:: EXERCISE AIM ::
Nothing but the records, transcribed exactly, should appear in the answer; leave the pictures out.
--- --- ---
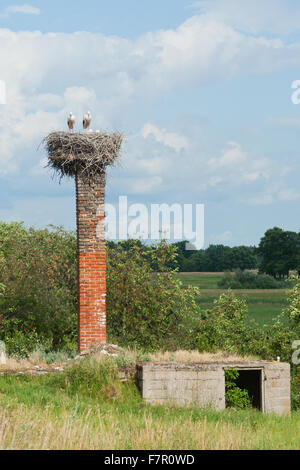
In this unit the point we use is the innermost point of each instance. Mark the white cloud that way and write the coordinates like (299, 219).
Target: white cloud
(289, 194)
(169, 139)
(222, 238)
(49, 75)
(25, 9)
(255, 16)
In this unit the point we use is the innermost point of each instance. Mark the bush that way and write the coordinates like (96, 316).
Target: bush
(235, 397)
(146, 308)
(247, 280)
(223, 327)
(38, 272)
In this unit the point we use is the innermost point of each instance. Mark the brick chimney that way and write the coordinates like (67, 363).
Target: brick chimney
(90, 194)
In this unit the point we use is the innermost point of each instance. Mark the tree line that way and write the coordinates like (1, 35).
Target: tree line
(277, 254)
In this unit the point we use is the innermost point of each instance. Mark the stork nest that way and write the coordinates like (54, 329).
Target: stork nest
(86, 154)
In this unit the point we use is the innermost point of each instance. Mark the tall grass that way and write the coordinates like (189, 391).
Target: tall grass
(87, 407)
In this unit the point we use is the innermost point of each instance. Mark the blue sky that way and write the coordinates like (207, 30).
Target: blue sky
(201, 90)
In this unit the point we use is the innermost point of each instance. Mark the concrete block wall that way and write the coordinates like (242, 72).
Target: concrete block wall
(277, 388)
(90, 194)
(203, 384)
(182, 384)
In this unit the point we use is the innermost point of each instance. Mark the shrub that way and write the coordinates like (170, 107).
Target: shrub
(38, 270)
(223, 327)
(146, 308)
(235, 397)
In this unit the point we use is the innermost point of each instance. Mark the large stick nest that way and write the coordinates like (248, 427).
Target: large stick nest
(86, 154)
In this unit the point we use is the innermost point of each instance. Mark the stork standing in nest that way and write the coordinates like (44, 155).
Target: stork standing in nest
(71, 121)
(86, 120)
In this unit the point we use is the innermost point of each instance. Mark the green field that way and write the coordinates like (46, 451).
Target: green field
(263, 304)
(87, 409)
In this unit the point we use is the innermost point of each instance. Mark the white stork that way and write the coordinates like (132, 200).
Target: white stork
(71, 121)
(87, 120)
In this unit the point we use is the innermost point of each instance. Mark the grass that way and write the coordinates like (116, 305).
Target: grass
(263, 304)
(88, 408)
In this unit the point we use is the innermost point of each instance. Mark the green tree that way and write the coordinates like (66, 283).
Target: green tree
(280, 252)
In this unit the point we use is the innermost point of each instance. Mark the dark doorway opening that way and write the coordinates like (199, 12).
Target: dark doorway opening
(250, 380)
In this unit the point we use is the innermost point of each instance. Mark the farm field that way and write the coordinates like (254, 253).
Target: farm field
--- --- ---
:: EXERCISE SOLUTION ::
In this unit the point we use is the innermost point of each instance. Mark the white cloud that way and write the coordinates like (299, 219).
Target: white cloud
(289, 194)
(169, 139)
(222, 238)
(49, 75)
(25, 9)
(255, 16)
In this unit the point we use is the innermost point of each instance. Mark the bush that way and write the coordinates like (96, 316).
Target: bush
(235, 397)
(146, 308)
(247, 280)
(223, 327)
(38, 272)
In this unit the point we use is the innermost point of each instance. Mark the brick chimney that way and write the coordinates like (67, 363).
Target: brick chimney
(90, 194)
In this unit the point we use is the innermost point of each instance. Mark the tree line that way and write the coordinates like (1, 35).
Target: tree line
(277, 254)
In this unit the point we use is the innermost point of each instance. Mark the stork nest that way and write the coordinates like (54, 329).
Target: stork nest
(86, 154)
In this unit the point we use is the innermost point of each instance. Mark the tall grass that way and write the coordinates like (189, 391).
Target: tall grass
(87, 407)
In this unit the point we use is the innermost point of each instance. Mark the blue sky that way and write the coordinates like (207, 30).
Target: blue sky
(201, 90)
In this unit the point we use is the innermost point of each instance. Mark the concrete block wall that way and write the coordinates like (242, 72).
Target: concrete block wall
(277, 388)
(90, 194)
(203, 384)
(182, 384)
In this unit the point we use is the innermost point of each instance. Mark the shrub that way and write the coordinates like (170, 107).
Target: shrub
(38, 270)
(223, 327)
(146, 308)
(235, 397)
In this unit the point we use is the innermost point of each instance. Mark the large stick nest that way and write the coordinates like (248, 427).
Target: large stick nest
(86, 154)
In this unit the point we use is the innermost point of each instance. Mark the stork standing in nest that way and write the coordinates like (44, 155).
Target: stork standing in nest
(71, 121)
(86, 120)
In this unit the point we use is the innermost point of each instance. Mark the green field that way and write the coordinates like (46, 451).
Target: green field
(263, 304)
(87, 409)
In this unit the point we use is the innermost point of each instance. Mark the white stork that way and write the coordinates like (132, 200).
Target: white stork
(71, 121)
(87, 120)
In this unit the point we use is the innermost point of each instance. Mark the grass that way and write the coordinates like (116, 305).
Target: grass
(263, 304)
(88, 408)
In this unit the point we use is the innermost point of each instance. Mark the green tree that way and write the coordinates like (66, 283).
Target: green tree
(280, 252)
In this unit the point we use is the innermost point of each instance. Mark the dark doorway opening that way and write the coordinates like (199, 12).
Target: dark doorway opening
(250, 380)
In this unit the point we use is the innermost point of each instance. Mark the farm field that way and write the coordinates like (254, 253).
Target: farm field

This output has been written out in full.